Excerto selecionado:

2.      As entidades empregadoras devem tomar as medidas adequadas para adaptar o posto de trabalho e proporcionar a acessibilidade da empresa, em função das necessidades de cada situação concreta, para permitir que as pessoas com deficiência tenham acesso ao emprego, desempenhem o seu trabalho, sejam promovidas e tenham acesso a formação, a menos que tais medidas impliquem um encargo excessivo para a entidade empregadora.

Para determinar se um encargo é desproporcionado, é necessário perguntar se é suficientemente atenuado pelas medidas, auxílios e subvenções públicas relativos às pessoas com deficiência e ter em conta os custos financeiros e outros custos que essa medidas impliquem, bem como a dimensão da empresa ou da organização e o seu volume de negócios total.»

19      Nos termos do artigo 63.o da mesma lei, sob a epígrafe «Violação do direito à igualdade de oportunidades»:

«Considera‑se que viola o direito à igualdade de oportunidades das pessoas com deficiência definidas no artigo 4.o, n.o 1, quando, em razão ou com base na deficiência, existe discriminação direta ou indireta, discriminação por associação, assédio, incumprimento das exigências de acessibilidade e de adaptações razoáveis, e incumprimento das medidas de ação positiva previstas na lei.»

 Litígio no processo principal e questões prejudiciais

20      J.M.A.R. trabalhava para a Ca Na Negreta, desde outubro de 2012, como motorista de camiões de recolha de resíduos domésticos a tempo inteiro. Em dezembro de 2016, foi vítima de um acidente de trabalho, que provocou uma fratura exposta do seu calcâneo direito.

21      Na sequência deste acidente de trabalho, J.M.A.R. encontrou‑se em situação de incapacidade temporária para o trabalho. Em 18 de fevereiro de 2018, o Instituto Nacional de la Seguridad Social (Instituto Nacional da Segurança Social, Espanha) (a seguir «INSS») decidiu extinguir a referida incapacidade temporária, concedendo‑lhe uma indemnização fixa por lesão permanente, no montante de 3 120 euros. No entanto, com esta decisão, o INSS recusou reconhecer a J.M.A.R. uma incapacidade permanente para o trabalho, na aceção do artigo 193.o da LGSS.

22      Em 6 de agosto de 2018, J.M.A.R. pediu à Ca Na Negreta a sua reafetação a um lugar adaptado às sequelas do seu acidente de trabalho. Uma vez que a CA Na Negreta aceitou este pedido, J.M.A.R. passou de um posto de motorista a tempo inteiro de veículos motorizados pesados para um posto de motorista no setor dos pontos de recolha móveis, que era fisicamente menos exigente, implicava um tempo de condução reduzido e era compatível com as suas limitações físicas.

Dados armazenados:
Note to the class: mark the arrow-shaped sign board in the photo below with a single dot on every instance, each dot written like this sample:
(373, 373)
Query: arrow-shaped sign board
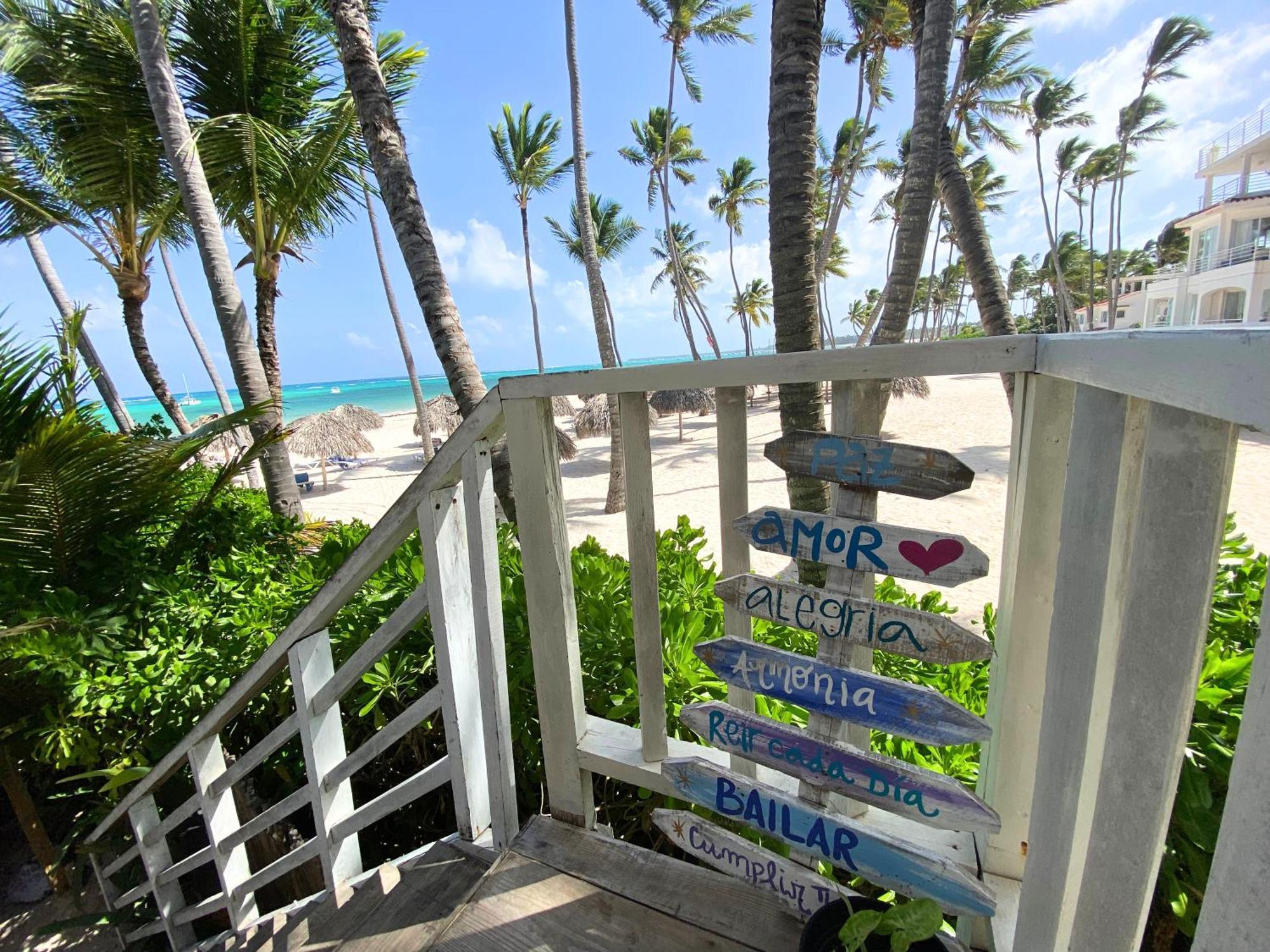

Tarefa indicada 1:
Reproduza fielmente o trecho do excerto selecionado que vai desde "Litígio no processo" até "artigo 193.o da LGSS.", inclusive.
Tarefa indicada 2:
Prossiga com o excerto sobre o litígio entre J.M.A.R. e a Ca Na Negreta, a partir da última frase apresentada.

Resposta à tarefa 1:
Litígio no processo principal e questões prejudiciais

20      J.M.A.R. trabalhava para a Ca Na Negreta, desde outubro de 2012, como motorista de camiões de recolha de resíduos domésticos a tempo inteiro. Em dezembro de 2016, foi vítima de um acidente de trabalho, que provocou uma fratura exposta do seu calcâneo direito.

21      Na sequência deste acidente de trabalho, J.M.A.R. encontrou‑se em situação de incapacidade temporária para o trabalho. Em 18 de fevereiro de 2018, o Instituto Nacional de la Seguridad Social (Instituto Nacional da Segurança Social, Espanha) (a seguir «INSS») decidiu extinguir a referida incapacidade temporária, concedendo‑lhe uma indemnização fixa por lesão permanente, no montante de 3 120 euros. No entanto, com esta decisão, o INSS recusou reconhecer a J.M.A.R. uma incapacidade permanente para o trabalho, na aceção do artigo 193.o da LGSS.

Resposta à tarefa 2:
23      J. M.A.R. interpôs recurso da decisão de recusa do INSS de lhe reconhecer uma incapacidade permanente para o trabalho no órgão jurisdicional competente, que, por Sentença de 2 de março de 2020, reconheceu a J.M.A.R. uma incapacidade permanente total para exercer a sua profissão habitual, na aceção do artigo 194.o da LGSS. Esta sentença indicava, nomeadamente, que, «independentemente do facto de o trabalhador ter sido reafetado pela empresa e poder atualmente trabalhar, uma vez que apenas deve conduzir cerca de 40 minutos por dia, não deixa de ser verdade que o estado residual do seu tornozelo e do seu pé direito o impediria de conduzir de forma contínua se tivesse de se dedicar plenamente à mesma, como implica a sua profissão habitual de motorista de camião». A referida sentença também reconheceu a J.M.A.R. o direito a receber uma pensão mensal igual a 55 % do seu salário diário.

24      Em 13 de março de 2020, Ca Na Negreta notificou a J.M.A.R. a rescisão do seu contrato de trabalho, ao abrigo do artigo 49.o, n.o 1, alínea e), do Estatuto dos Trabalhadores, devido à sua incapacidade permanente total para exercer a sua profissão habitual.

25      Chamado a conhecer de uma ação intentada por J. M.A.R. contra essa rescisão, o Juzgado de lo Social n.o 1 de Ibiza (Tribunal do Trabalho n.o 1 de Ibiza, Espanha), por Sentença de 24 de maio de 2021, julgou improcedente esta ação com o fundamento de que o reconhecimento da incapacidade permanente total para exercer a sua profissão habitual justifica que se cesse o seu contrato de trabalho, sem que a entidade patronal esteja vinculada por qualquer obrigação legal de reafetação a outro lugar na sua empresa.

26      J.M.A.R. interpôs recurso dessa sentença para o Tribunal Superior de Justicia de las Islas Baleares (Tribunal Superior de Justiça das Ilhas Baleares, Espanha), o órgão jurisdicional de reenvio.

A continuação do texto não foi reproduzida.